Document excerpt:

========================================

# Analyzing and Validating ML models

After the model training, most important part we need to do is its analysis and validation. This helps us to improve the model and to identify issues in the model we build. To help with this in production systems TFX provides Tensorflow Model Analysis (TFMA). 

Model analysis starts with our choice of metrics. Based on our requirement we need to choose our metrics and evaluate them accordingly.

These metrics include Precision, recall, F1 score, Mean Absolute Error, Maximum absolute percentage error, Mean squred error etc. (these are provided by TFMA)

In TFX pipeline, TFMA calculates metrics(We define) based on the saved model that is exported by the Trainer component. If we are using Tensorboard, we will only get approximations extrapolated from measurements on mini batches. But TFMA calculates measurements on the whole evaluation set.

<center>


**pip install tensorflow-model-analysis**
</center>

For the model analysis task with TFMA, it expects 2 inputs a saved model and a evaluation set. Below is an example usage of TFMA for out previously built model.

========================================

Coordinate labeling data
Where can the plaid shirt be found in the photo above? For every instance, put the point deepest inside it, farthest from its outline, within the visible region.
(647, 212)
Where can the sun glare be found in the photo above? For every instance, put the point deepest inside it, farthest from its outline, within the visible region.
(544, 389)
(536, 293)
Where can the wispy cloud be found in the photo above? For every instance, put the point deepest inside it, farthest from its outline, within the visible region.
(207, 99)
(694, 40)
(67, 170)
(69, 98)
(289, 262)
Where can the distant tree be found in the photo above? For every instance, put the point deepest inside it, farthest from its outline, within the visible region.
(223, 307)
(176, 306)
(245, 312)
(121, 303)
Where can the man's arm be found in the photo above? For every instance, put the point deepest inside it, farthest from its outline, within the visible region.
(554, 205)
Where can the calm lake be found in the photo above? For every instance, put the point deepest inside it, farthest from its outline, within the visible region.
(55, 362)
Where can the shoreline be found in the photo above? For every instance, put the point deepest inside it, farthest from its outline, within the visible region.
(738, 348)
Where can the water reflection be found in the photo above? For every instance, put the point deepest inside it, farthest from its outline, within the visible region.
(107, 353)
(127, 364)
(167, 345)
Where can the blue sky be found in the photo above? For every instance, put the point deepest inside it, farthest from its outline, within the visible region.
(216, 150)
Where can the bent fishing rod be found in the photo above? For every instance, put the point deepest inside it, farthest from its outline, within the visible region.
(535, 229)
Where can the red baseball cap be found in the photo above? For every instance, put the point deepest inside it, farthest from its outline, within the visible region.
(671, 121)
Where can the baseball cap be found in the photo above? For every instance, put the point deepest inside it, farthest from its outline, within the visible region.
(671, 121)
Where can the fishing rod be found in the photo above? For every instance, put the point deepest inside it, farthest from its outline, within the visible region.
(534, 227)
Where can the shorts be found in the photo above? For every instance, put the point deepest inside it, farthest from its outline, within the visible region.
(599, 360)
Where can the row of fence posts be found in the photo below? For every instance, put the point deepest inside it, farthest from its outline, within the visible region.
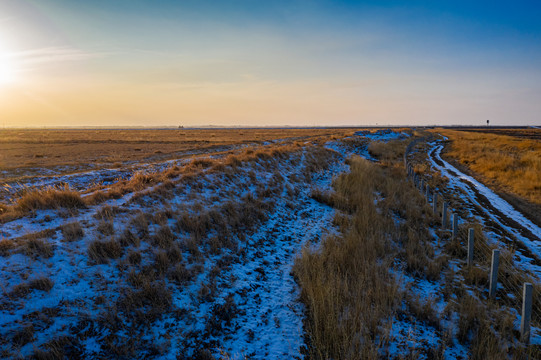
(526, 313)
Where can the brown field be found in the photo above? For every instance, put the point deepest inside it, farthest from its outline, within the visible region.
(24, 150)
(521, 133)
(510, 163)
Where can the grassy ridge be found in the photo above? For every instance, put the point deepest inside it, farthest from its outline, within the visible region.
(353, 286)
(512, 164)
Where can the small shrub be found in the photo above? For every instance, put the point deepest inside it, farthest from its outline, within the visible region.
(50, 198)
(102, 251)
(35, 248)
(72, 231)
(129, 239)
(164, 237)
(22, 290)
(106, 228)
(5, 246)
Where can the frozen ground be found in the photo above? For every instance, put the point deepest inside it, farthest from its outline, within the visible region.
(241, 300)
(494, 207)
(206, 269)
(503, 225)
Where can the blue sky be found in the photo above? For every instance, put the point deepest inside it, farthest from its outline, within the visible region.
(135, 62)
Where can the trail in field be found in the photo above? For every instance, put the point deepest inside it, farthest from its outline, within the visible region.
(493, 207)
(253, 310)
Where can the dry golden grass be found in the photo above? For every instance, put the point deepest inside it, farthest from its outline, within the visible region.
(21, 149)
(510, 163)
(351, 295)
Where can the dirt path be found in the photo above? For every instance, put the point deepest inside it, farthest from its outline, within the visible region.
(498, 216)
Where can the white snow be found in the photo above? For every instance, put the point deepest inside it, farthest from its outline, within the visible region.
(456, 181)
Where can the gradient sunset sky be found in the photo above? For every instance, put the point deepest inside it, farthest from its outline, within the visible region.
(269, 63)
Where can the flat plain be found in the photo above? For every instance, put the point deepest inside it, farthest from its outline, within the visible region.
(256, 244)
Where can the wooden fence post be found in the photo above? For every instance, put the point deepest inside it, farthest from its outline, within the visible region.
(470, 246)
(444, 215)
(494, 272)
(526, 313)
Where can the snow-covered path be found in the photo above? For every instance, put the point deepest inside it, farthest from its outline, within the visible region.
(494, 207)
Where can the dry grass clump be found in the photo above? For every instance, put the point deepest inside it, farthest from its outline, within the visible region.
(105, 228)
(387, 151)
(102, 251)
(35, 247)
(510, 163)
(346, 284)
(49, 198)
(145, 304)
(6, 245)
(72, 231)
(22, 290)
(164, 237)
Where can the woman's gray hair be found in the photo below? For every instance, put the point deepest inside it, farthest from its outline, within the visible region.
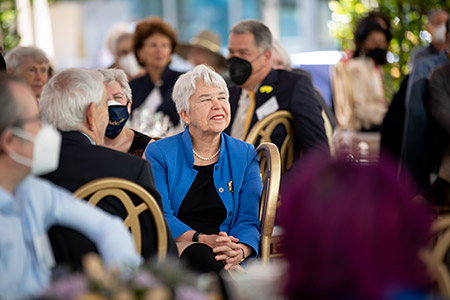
(68, 94)
(261, 33)
(118, 75)
(15, 58)
(186, 85)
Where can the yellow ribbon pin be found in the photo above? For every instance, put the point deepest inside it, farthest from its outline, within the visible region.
(266, 89)
(230, 186)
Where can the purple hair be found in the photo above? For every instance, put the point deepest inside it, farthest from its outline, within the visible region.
(352, 231)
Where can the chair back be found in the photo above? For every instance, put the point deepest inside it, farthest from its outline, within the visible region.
(262, 131)
(270, 168)
(98, 189)
(435, 258)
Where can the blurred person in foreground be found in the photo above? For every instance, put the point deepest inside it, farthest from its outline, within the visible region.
(260, 90)
(30, 63)
(353, 232)
(209, 182)
(438, 104)
(153, 43)
(117, 136)
(76, 103)
(30, 205)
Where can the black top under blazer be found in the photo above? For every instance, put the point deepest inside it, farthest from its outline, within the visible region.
(81, 162)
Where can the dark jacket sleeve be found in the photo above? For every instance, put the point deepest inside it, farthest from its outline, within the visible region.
(307, 113)
(145, 179)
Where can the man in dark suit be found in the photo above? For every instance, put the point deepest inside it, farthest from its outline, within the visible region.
(75, 102)
(249, 63)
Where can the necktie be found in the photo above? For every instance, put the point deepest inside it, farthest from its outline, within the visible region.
(249, 116)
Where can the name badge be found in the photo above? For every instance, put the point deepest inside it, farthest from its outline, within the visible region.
(267, 108)
(44, 252)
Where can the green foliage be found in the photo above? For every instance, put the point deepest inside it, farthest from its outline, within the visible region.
(408, 19)
(8, 15)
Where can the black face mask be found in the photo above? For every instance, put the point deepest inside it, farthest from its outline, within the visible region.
(378, 55)
(2, 63)
(118, 116)
(239, 69)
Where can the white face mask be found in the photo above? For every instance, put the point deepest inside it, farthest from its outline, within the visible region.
(129, 64)
(439, 33)
(47, 145)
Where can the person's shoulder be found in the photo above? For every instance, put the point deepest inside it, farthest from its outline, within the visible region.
(116, 156)
(167, 143)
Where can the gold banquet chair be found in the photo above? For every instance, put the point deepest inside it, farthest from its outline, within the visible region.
(98, 189)
(270, 168)
(435, 258)
(261, 132)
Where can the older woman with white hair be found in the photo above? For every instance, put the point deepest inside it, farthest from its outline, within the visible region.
(209, 182)
(117, 136)
(30, 63)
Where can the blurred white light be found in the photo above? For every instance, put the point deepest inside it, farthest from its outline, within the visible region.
(390, 57)
(425, 36)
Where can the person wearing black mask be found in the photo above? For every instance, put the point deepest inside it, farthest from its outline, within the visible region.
(358, 92)
(117, 136)
(261, 90)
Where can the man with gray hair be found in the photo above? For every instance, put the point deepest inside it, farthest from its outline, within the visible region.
(75, 102)
(30, 63)
(262, 90)
(30, 205)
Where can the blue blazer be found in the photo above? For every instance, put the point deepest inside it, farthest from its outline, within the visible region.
(236, 178)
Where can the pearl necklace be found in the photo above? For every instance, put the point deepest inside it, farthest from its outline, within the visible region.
(206, 158)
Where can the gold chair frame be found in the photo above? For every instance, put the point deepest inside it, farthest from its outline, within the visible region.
(98, 189)
(263, 129)
(270, 168)
(435, 257)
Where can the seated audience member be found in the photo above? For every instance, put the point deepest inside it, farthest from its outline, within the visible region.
(204, 48)
(30, 205)
(30, 63)
(261, 90)
(120, 43)
(2, 60)
(209, 182)
(353, 232)
(439, 107)
(117, 136)
(436, 27)
(153, 43)
(415, 154)
(76, 103)
(357, 82)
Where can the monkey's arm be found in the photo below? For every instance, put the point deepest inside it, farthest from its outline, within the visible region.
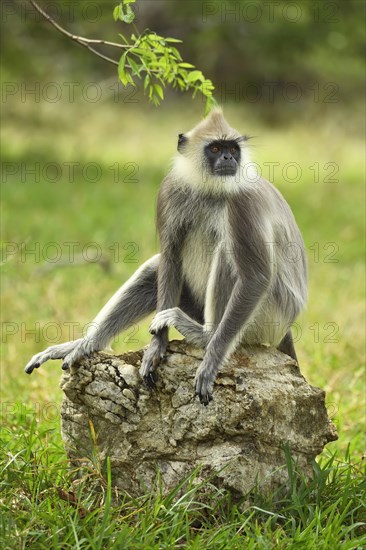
(134, 300)
(169, 292)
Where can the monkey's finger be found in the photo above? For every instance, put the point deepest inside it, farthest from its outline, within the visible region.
(29, 369)
(36, 362)
(150, 379)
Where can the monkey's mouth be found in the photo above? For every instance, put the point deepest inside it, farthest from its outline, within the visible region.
(225, 170)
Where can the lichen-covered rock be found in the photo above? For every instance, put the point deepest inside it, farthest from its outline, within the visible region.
(261, 401)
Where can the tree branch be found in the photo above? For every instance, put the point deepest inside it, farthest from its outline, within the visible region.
(80, 39)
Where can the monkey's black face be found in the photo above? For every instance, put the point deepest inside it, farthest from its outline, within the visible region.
(223, 157)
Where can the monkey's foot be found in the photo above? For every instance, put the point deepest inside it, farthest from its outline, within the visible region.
(204, 382)
(60, 351)
(151, 360)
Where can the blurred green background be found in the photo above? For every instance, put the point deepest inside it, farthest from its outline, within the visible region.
(82, 160)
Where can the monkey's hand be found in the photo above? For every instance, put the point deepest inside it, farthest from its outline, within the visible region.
(84, 348)
(204, 381)
(151, 360)
(60, 351)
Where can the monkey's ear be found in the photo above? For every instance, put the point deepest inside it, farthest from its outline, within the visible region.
(181, 141)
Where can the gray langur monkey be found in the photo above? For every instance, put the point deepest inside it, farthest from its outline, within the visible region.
(223, 275)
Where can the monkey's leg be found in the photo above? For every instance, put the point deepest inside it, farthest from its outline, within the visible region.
(245, 298)
(287, 345)
(175, 317)
(134, 300)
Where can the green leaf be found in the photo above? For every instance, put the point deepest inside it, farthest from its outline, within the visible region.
(146, 81)
(129, 16)
(193, 76)
(135, 67)
(117, 12)
(159, 90)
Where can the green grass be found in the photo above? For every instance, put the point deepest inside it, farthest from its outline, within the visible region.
(41, 299)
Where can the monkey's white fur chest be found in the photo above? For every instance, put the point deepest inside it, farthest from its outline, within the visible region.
(199, 249)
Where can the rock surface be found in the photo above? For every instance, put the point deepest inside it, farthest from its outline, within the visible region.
(261, 401)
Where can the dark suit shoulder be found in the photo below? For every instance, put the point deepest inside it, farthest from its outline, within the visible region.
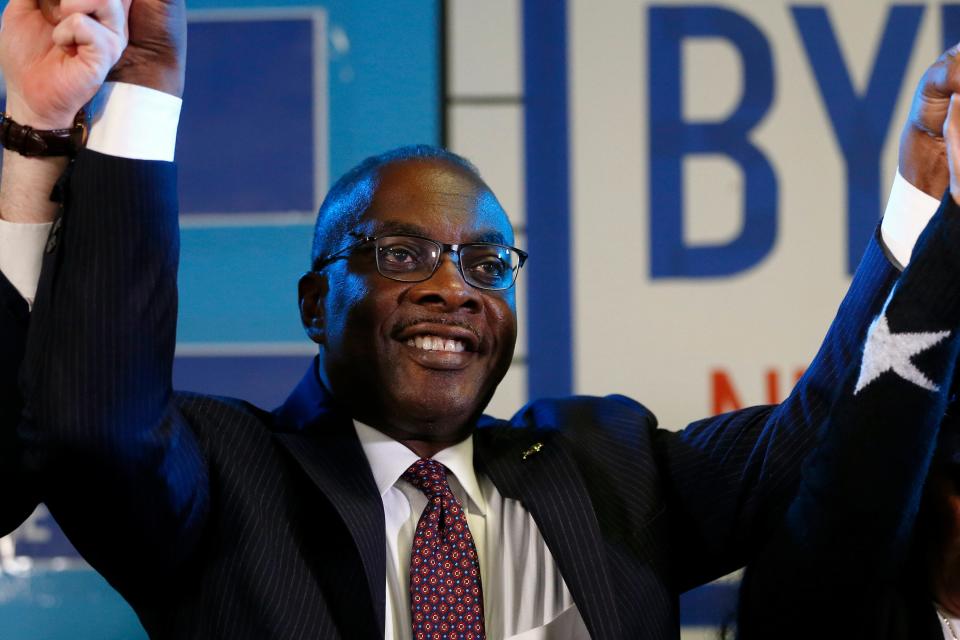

========================================

Set of tasks:
A: Name every metric that the page on analyzing and validating ML models lists in the sentence beginning "These metrics include".
B: Write out the page on analyzing and validating ML models between "# Analyzing and" and "evaluate them accordingly.", inclusive, swapping "metrics" for "measures".

Answers by task:
A: Precision, recall, F1 score, Mean Absolute Error, Maximum absolute percentage error, Mean squred error

B:
# Analyzing and Validating ML models

After the model training, most important part we need to do is its analysis and validation. This helps us to improve the model and to identify issues in the model we build. To help with this in production systems TFX provides Tensorflow Model Analysis (TFMA). 

Model analysis starts with our choice of measures. Based on our requirement we need to choose our measures and evaluate them accordingly.